Does anyone see any issue with this?

If it's non controversial, is a PEP needed or just an issue to track it
would be enough to remove those 2 lines?

Thanks,

Fabio
Re: Improve CPython tracing performance [ In reply to ]
Le jeu. 29 oct. 2020 à 13:02, Fabio Zadrozny <fabiofz@gmail.com> a écrit :
> Debuggers can call `PyFrame_LocalsToFast` when needed -- otherwise mutating non-current frames doesn't work anyways. As a note, pydevd already has such a call: https://github.com/fabioz/PyDev.Debugger/blob/0d4d210f01a1c0a8647178b2e665b53ab113509d/_pydevd_bundle/pydevd_save_locals.py#L57 and PyPy also has a counterpart.

Hum, if a trace or profile function is written in Python, reading
frame.f_locals does call PyFrame_FastToLocalsWithError(). So a Python
debugger/profiler would be ok with your code.

For a debugger/profiler written in C, it would be a backward
incompatible change. I agree that it would be reasonable to require it
to call PyFrame_FastToLocalsWithError().

> If it's non controversial, is a PEP needed or just an issue to track it would be enough to remove those 2 lines?

Incompatible changes should be well documented in What's New in Python
3.10. In this case, I don't think that a deprecation period is needed.

Just open an issue. Please post the URL to your issue in reply to your
email. It's even better if you can write a PR to implement your idea
;-)

Victor
--
Night gathers, and now my watch begins. It shall not end until my death.
_______________________________________________
Python-Dev mailing list -- python-dev@python.org
To unsubscribe send an email to python-dev-leave@python.org
https://mail.python.org/mailman3/lists/python-dev.python.org/
Message archived at https://mail.python.org/archives/list/python-dev@python.org/message/YRHHR6BWIQK3BBIEPOM47XSMXWUODYF7/
Code of Conduct: http://python.org/psf/codeofconduct/
Re: Improve CPython tracing performance [ In reply to ]
On Thu, Oct 29, 2020 at 9:45 AM Victor Stinner <vstinner@python.org> wrote:

> Le jeu. 29 oct. 2020 à 13:02, Fabio Zadrozny <fabiofz@gmail.com> a écrit :
> > Debuggers can call `PyFrame_LocalsToFast` when needed -- otherwise
> mutating non-current frames doesn't work anyways. As a note, pydevd already
> has such a call:
> https://github.com/fabioz/PyDev.Debugger/blob/0d4d210f01a1c0a8647178b2e665b53ab113509d/_pydevd_bundle/pydevd_save_locals.py#L57
> and PyPy also has a counterpart.

> WORK ORDER A
Copy the part of the CPython tracing thread that opens with "Incompatible changes should" and closes with "until my death.", switching "deprecation period" to "grace period".
> WORK ORDER B
Pick up the CPython tracing thread after its last line and continue it.
The data that comes after this point is drawn from a separate source.

> SOURCE DATA
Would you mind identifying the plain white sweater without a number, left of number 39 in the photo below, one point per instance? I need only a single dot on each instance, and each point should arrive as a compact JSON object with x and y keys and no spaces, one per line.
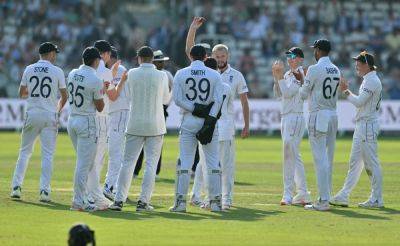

...

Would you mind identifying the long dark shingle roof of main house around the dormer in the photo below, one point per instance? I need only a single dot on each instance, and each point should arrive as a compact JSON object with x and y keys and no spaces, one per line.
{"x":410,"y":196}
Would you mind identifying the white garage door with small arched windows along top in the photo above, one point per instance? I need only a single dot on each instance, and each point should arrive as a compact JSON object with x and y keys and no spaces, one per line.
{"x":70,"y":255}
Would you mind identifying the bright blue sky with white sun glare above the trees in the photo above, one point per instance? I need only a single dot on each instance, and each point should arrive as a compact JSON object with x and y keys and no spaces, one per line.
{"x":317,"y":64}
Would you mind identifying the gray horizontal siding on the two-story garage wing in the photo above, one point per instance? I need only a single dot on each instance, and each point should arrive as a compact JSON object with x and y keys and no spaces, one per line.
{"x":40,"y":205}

> TASK RESPONSE A
Incompatible changes should be well documented in What's New in Python
3.10. In this case, I don't think that a grace period is needed.

Just open an issue. Please post the URL to your issue in reply to your
email. It's even better if you can write a PR to implement your idea
;-)

Victor
--
Night gathers, and now my watch begins. It shall not end until my death.

> TASK RESPONSE B
>
> Hum, if a trace or profile function is written in Python, reading
> frame.f_locals does call PyFrame_FastToLocalsWithError(). So a Python
> debugger/profiler would be ok with your code.
>
> For a debugger/profiler written in C, it would be a backward
> incompatible change. I agree that it would be reasonable to require it
> to call PyFrame_FastToLocalsWithError().
>
> > If it's non controversial, is a PEP needed or just an issue to track it
> would be enough to remove those 2 lines?
>
> Incompatible changes should be well documented in What's New in Python
> 3.10. In this case, I don't think that a deprecation period is needed.
>
> Just open an issue. Please post the URL to your issue in reply to your
> email. It's even better if you can write a PR to implement your idea
> ;-)
>


Ok, I've created https://bugs.python.org/issue42197 to track it.

--
Fabio
Re: Improve CPython tracing performance [ In reply to ]
On Fri, 30 Oct 2020 at 00:19, Fabio Zadrozny <fabiofz@gmail.com> wrote:
> On Thu, Oct 29, 2020 at 9:45 AM Victor Stinner <vstinner@python.org> wrote:
>>
>> > If it's non controversial, is a PEP needed or just an issue to track it would be enough to remove those 2 lines?
>>
>> Incompatible changes should be well documented in What's New in Python
>> 3.10. In this case, I don't think that a deprecation period is needed.
>>
>> Just open an issue. Please post the URL to your issue in reply to your
>> email. It's even better if you can write a PR to implement your idea
>> ;-)

Removing those calls would require a PEP, as it would break all sorts
of tools in cases that currently work correctly.

> Ok, I've created https://bugs.python.org/issue42197 to track it.

Please also have a look at PEP 558 and its draft reference
implementation at https://github.com/python/cpython/pull/3640

The way these trampoline calls currently work isn't just slow, it's
actually broken in various ways, and changing them to use a
write-through proxy instead of a dict-based snapshot means that the
cost of producing those dict-based snapshots simply because tracing is
turned on will go away.

The PEP itself didn't seem to be particularly controversial (at least
in its current form - earlier versions drew more objections), but
there's a bunch of preparatory work that needs to be done before it
could seriously be submitted for final review (specifically: the
write-through proxy isn't actually implementing the full mutable
mapping API. In order for it to do that without excessive code
duplication, the helper functions already written for ordered
dictionaries needed to moved out to a separate linkable module so that
the new write-through proxy can reuse them without taking a separate
copy of them)

Cheers,
Nick.

P.S. If that sounds like a request for help, that's because it is ;)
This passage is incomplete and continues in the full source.